#### [EXERCISE A]
Decide whether each statement agrees with the July 2022 column, answering yes or no and quoting the exact words of the column that decide it: (i) Miss Fitzgerald taught the writer history. (ii) Mrs Driscoll identified the writer as a "butterfly brain." (iii) The writer's eldest daughter asked which issue in politics mattered most to the writer.
#### [EXERCISE B]
Copy the July 2022 column from "Thinking back to" up to and including "on, asking questions.", with every word and punctuation mark unchanged.
-------- TEXT SEGMENT --------
Thoughts of the month July 2022 | Simon Hoare MP

Date:

We have recently celebrated #ThankATeacherDay. This gives us all the opportunity to reflect upon those
teachers who made the difference to our lives while we were at school and who helped direct us along our chosen paths.

It also allows me, both as your Member of Parliament but also as a parent to thank again the teachers and support staff in schools across North Dorset and local colleges who have so magnificently risen
to the occasion and delivered learning and inspiration to our young people during the most challenging of circumstances of Covid. Many of us feared we might ‘lose a generation’ in educational terms. Any such fears can be put to rest.

Thinking back to my teachers I consider myself spoilt for choice. Mrs Lord and Mrs Watkins who fostered my love of history. Miss Fitzgerald, a fiery Socialist from Port Talbot who taught RE and with whom I debated our respective politics. Sister Cecily a nun so sweet and benign she made Julie Andrews in the Sound of Music seem positively wicked. But perhaps it was Mrs Driscoll my diminutive Mrs Pepperpot infant schoolteacher who identified me as being a ‘butterfly brain’. I would flit from one thing to another, to one end of the classroom to the next, poking my nose in, finding out what was
going on, asking questions.

She told my parents that she was worried that I would never settle long enough to anything to see it through, and that I must ditch my scattergun approach for a more Exocet mindset.

I mention this because last week my eldest daughter Imogen asked me what the most important issue was to me in politics? It’s not as easy question as might first appear. I gave some consideration to my
answer and replied that it was whatever was important to the person who contacted me at the
time.
-------- DATASET CONTENT --------
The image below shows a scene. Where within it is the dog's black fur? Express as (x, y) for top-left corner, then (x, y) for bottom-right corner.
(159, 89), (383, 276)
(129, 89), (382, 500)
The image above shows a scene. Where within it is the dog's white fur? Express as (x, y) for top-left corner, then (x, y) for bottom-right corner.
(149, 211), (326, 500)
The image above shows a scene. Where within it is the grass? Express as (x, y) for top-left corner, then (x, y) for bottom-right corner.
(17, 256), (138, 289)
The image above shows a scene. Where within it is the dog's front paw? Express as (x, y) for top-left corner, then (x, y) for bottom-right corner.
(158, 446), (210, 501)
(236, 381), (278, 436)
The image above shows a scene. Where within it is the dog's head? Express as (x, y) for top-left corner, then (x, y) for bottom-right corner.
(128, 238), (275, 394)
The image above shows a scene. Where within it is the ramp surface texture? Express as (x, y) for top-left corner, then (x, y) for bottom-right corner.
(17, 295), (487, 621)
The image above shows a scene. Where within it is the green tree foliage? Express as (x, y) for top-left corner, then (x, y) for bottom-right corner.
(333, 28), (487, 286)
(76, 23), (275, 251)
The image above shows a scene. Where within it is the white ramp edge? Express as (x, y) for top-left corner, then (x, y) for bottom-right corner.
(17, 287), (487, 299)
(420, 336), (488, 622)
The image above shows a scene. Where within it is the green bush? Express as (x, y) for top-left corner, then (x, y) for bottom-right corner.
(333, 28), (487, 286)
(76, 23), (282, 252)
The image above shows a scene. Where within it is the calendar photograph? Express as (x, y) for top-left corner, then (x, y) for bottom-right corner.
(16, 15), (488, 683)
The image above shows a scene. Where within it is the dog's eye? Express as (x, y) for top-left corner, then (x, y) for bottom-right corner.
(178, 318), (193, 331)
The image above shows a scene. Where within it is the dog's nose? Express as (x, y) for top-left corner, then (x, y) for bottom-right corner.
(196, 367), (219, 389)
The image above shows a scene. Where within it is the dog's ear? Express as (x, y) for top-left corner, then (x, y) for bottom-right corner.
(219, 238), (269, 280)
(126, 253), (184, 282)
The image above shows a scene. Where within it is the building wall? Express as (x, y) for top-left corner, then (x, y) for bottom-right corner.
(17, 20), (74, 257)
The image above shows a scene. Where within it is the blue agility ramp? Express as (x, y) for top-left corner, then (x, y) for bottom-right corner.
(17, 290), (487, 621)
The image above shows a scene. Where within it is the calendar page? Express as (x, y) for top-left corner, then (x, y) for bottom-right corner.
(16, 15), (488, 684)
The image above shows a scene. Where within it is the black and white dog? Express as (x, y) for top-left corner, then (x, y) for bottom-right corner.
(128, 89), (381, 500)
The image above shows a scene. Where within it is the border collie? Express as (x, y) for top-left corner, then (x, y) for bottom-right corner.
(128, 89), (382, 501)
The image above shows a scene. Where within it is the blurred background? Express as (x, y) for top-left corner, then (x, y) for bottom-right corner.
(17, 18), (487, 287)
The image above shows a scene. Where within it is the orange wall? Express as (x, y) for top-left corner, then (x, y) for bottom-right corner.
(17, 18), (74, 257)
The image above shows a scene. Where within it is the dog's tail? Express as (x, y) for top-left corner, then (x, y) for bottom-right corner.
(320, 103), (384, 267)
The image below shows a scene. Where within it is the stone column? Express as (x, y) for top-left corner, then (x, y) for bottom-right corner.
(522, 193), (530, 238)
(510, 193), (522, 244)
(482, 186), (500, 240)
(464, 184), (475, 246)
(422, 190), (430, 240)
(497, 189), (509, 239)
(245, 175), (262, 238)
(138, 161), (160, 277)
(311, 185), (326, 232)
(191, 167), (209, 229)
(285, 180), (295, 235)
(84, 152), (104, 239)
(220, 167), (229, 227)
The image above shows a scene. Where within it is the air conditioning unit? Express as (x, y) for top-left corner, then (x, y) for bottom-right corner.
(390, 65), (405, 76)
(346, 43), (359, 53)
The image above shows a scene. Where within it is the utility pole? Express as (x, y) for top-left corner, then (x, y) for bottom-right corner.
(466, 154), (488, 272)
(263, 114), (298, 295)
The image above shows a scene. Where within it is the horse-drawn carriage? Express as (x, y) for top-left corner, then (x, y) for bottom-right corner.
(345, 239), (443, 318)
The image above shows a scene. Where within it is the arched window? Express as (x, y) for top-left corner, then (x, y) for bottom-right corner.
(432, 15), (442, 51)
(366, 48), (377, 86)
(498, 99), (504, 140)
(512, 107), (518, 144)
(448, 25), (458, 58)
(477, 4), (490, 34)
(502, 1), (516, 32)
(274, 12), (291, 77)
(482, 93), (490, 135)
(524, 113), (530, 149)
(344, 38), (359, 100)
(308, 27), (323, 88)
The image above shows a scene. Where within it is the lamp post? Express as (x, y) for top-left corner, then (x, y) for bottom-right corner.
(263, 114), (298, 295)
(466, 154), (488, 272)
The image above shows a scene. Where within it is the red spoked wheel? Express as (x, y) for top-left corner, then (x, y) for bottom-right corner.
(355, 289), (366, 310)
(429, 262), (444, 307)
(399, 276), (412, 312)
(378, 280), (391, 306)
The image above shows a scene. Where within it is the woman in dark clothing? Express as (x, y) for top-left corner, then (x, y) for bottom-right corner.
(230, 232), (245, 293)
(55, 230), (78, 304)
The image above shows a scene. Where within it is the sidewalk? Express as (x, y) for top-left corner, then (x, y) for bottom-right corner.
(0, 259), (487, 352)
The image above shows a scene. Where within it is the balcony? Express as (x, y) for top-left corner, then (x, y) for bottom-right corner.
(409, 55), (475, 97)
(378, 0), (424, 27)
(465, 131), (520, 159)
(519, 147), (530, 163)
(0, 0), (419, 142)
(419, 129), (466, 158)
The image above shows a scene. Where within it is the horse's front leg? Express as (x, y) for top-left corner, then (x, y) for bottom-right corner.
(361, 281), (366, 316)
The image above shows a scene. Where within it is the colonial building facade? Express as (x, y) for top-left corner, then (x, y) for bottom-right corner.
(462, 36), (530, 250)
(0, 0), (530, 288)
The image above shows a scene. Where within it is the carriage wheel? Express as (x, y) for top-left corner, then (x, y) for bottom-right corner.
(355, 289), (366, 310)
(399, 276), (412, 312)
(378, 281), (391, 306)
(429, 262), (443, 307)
--------
#### [ANSWER AREA A]
(i) No: "Miss Fitzgerald, a fiery Socialist from Port Talbot who taught RE"
(ii) Yes: "Mrs Driscoll my diminutive Mrs Pepperpot infant schoolteacher who identified me as being a ‘butterfly brain’"
(iii) Yes: "my eldest daughter Imogen asked me what the most important issue was to me in politics"

#### [ANSWER AREA B]
Thinking back to my teachers I consider myself spoilt for choice. Mrs Lord and Mrs Watkins who fostered my love of history. Miss Fitzgerald, a fiery Socialist from Port Talbot who taught RE and with whom I debated our respective politics. Sister Cecily a nun so sweet and benign she made Julie Andrews in the Sound of Music seem positively wicked. But perhaps it was Mrs Driscoll my diminutive Mrs Pepperpot infant schoolteacher who identified me as being a ‘butterfly brain’. I would flit from one thing to another, to one end of the classroom to the next, poking my nose in, finding out what was
going on, asking questions.